§ **Text section**
####################
COCI: Rob Welsh Extended INTV
Check Out/Check In: Rob Welsh
Words: Mackenzie Eisenhour
Jan. 1998, Vol. 16, No. 9
Robert Welsh, aka Wu-Welsh, aka Welshington donned his Check Out in our January 1998 issue–a few months before the Mad Circle dropped Five Flavors, a couple more months before Rob turned pro, and then a couple more months before Giant pulled the plug on Justin Girard's brainchild. Twenty years later–with a pro run spanning Mad Circle, Aesthetics, Zoo York, Santa Cruz, and Expedition, and a video part catalog including Five Flavors, Ryde or Die, Vol. 1, Free Your Mind, and Fully Flared–I checked in with Rob to get his take on it all and see what he's been up to since hanging up his pro model in 2016.
Rob’s Check Out shot by Blabac. TWS Jan. 1998, Vol. 16, No. 9.
This was the extended text from Rob’s Check Out/Check In from our July-August 2018 issue.
Do you remember this Check Out? Do you remember the first time you saw it?
Of course I remember it. As far as the first time seeing it though. It all happened really quickly. I do remember being bummed on the portrait (laughs).
The portrait is amazing.
It's the hair man (laughs). There was a reason for that though. I had a job at the time.
Look at that mug. You're lookin' proper in there. Had you shot with Blabac before?
Yeah, Mike (Blabac) was staff for Mad Circle. I'm pretty sure he lived with Justin (Girard). That dude (Blabac) is the best. I always loved his nighttime pictures because he used tripods and a few flashes and it gave it that ghost effect.
Where is this spot? SF?
That spot is by the Art Institute in downtown San Francisco. It was up against the wall, there was a ledge and then on top of the ledge was that flat bar. Your leg could get caught between the glass and the rail. I think it's still there.
That was through Donny Barley. Barley rode for them. I skated Gullwings. Everybody did after Matt Hensley's video part.
I had the Street Shadows.
Shortly thereafter though, probably within like a week Greg Carroll took me aside and was like, " Nah dude. You live in SF now." I kinda knew but was just like "whatever."
How did you end up on the Mad Circle?
(Bobby) Puleo. I was skating Union Square one night and he came up to me and asked me who I got boards from.
You had no board sponsor at that point?
No. Like I said I was working. When I moved out West–you have these ideas, and then you get here. I grew up in the Northeast. It's brutal in the winter. My thing was always "get me out of where I'm at" and for me skateboarding–or at least where I was supposed to me in my mind–was in California. SF seemed like a small enough city and you didn't need a car and you were around like-minded people.
Rob hones two of his trademarks; the noseslide pop out and the cigarette. Maryland, circa 1998. Photo: Morris.
EMB was still there too when you moved correct?
Yeah. And to us as outsiders looking in, that (SF) was just the place to go. Where I grew up there were hardly any skaters. I moved out west with a couple guys from New Hampshire and a guy from Vermont. I moved out with this guy Mike Gower, Jonah Thurrell, and Nikhil Thayer. We all knew each other in New England. So we got together and moved out.
####################
§ **Record excerpts**
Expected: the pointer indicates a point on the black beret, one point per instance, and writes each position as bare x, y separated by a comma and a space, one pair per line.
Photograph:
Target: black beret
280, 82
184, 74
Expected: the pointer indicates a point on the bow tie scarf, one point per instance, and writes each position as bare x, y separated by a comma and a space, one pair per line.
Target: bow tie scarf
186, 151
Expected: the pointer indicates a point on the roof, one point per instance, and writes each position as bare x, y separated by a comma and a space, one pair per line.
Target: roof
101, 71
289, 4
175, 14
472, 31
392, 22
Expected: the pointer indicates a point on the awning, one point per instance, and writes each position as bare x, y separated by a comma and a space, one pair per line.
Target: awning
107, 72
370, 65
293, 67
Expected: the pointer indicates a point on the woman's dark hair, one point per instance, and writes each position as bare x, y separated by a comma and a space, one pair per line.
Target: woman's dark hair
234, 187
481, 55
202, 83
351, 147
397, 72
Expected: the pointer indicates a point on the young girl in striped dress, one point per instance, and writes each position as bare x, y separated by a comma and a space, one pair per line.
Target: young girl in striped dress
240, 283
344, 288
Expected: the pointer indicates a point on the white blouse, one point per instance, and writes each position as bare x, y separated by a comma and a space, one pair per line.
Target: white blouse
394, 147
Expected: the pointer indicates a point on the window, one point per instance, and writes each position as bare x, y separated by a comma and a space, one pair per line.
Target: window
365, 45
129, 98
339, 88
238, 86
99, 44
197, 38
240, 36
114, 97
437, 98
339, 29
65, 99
####################
§ **Exercise task 1**
In the Rob Welsh interview, list every company named as part of Rob's pro run.
§ **Exercise task 2**
Quote the Rob Welsh interview word for word, everything from "(Bobby) Puleo. I" down to "around like-minded people.".
Nothing in the entries is needed here.

§ **Worked solution 1**
Mad Circle, Aesthetics, Zoo York, Santa Cruz, Expedition

§ **Worked solution 2**
(Bobby) Puleo. I was skating Union Square one night and he came up to me and asked me who I got boards from.
You had no board sponsor at that point?
No. Like I said I was working. When I moved out West–you have these ideas, and then you get here. I grew up in the Northeast. It's brutal in the winter. My thing was always "get me out of where I'm at" and for me skateboarding–or at least where I was supposed to me in my mind–was in California. SF seemed like a small enough city and you didn't need a car and you were around like-minded people.